• [TASK BRIEF]: Retype the lines starting at the one containing "Where can you find the mound" and ending at the one containing "pixel 142 113", both included, without changing anything.

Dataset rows
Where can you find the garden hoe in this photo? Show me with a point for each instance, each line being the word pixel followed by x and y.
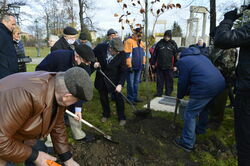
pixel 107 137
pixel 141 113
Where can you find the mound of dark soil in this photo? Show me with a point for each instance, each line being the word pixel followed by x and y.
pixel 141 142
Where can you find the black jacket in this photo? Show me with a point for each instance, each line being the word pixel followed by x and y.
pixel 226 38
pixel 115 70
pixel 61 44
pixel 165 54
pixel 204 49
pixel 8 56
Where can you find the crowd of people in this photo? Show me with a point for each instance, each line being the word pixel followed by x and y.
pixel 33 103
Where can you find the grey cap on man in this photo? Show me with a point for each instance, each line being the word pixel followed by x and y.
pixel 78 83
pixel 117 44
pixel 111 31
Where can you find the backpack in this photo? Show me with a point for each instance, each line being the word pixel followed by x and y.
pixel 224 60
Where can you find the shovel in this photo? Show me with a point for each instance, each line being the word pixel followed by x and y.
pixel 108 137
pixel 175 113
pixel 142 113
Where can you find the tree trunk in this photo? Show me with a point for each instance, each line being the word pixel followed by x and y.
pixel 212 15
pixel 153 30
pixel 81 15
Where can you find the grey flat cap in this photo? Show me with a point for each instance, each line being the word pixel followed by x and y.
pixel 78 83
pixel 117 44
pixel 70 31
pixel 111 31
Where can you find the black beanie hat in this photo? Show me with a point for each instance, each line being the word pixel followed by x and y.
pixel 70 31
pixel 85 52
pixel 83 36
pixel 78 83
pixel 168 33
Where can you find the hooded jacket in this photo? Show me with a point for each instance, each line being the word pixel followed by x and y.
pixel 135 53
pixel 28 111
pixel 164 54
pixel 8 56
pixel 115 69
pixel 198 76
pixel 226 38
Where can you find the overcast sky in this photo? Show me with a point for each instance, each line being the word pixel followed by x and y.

--

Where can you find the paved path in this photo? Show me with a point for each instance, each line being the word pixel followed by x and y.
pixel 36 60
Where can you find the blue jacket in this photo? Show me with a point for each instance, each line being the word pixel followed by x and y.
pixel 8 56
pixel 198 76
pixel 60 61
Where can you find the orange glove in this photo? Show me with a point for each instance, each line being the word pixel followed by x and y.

--

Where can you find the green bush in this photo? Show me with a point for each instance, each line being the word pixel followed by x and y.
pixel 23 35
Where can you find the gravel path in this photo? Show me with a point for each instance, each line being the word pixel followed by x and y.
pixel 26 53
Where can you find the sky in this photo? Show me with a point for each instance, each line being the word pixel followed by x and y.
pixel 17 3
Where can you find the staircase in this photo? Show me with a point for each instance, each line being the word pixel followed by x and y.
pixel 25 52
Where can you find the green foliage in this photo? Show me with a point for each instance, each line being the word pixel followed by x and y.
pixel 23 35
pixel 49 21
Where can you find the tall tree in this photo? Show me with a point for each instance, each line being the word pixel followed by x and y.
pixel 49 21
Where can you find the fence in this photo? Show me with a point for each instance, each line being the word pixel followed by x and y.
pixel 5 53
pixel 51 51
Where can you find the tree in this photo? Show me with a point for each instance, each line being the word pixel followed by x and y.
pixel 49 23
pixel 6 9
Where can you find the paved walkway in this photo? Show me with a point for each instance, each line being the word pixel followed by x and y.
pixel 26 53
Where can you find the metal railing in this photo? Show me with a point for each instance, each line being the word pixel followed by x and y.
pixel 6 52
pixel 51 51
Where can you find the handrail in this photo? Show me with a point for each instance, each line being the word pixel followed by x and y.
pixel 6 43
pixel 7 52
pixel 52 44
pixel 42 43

• [CORRECT RESULT]:
Where can you find the mound of dark soil in this photo? Show me with a point for each instance, each line being the word pixel followed by x and y.
pixel 141 142
Where can you find the black jacket in this photo? Show me with a point for each instance, each line being the word pixel followed by x and y.
pixel 226 38
pixel 115 70
pixel 61 44
pixel 165 54
pixel 204 49
pixel 8 56
Where can you find the crowd of people in this photo? Show me with a point for each instance, each line being the word pixel followed by x and y.
pixel 33 103
Where can you find the grey cap on man in this photo? Show me with a point for each instance, each line being the word pixel followed by x and y.
pixel 78 83
pixel 117 44
pixel 111 31
Where can you find the backpack in this photo? Show me with a point for each instance, each line being the word pixel followed by x and y.
pixel 224 60
Where can you find the shovel in this photo? Show me with a point for each instance, each line being the word pixel followed by x and y.
pixel 108 137
pixel 175 113
pixel 142 113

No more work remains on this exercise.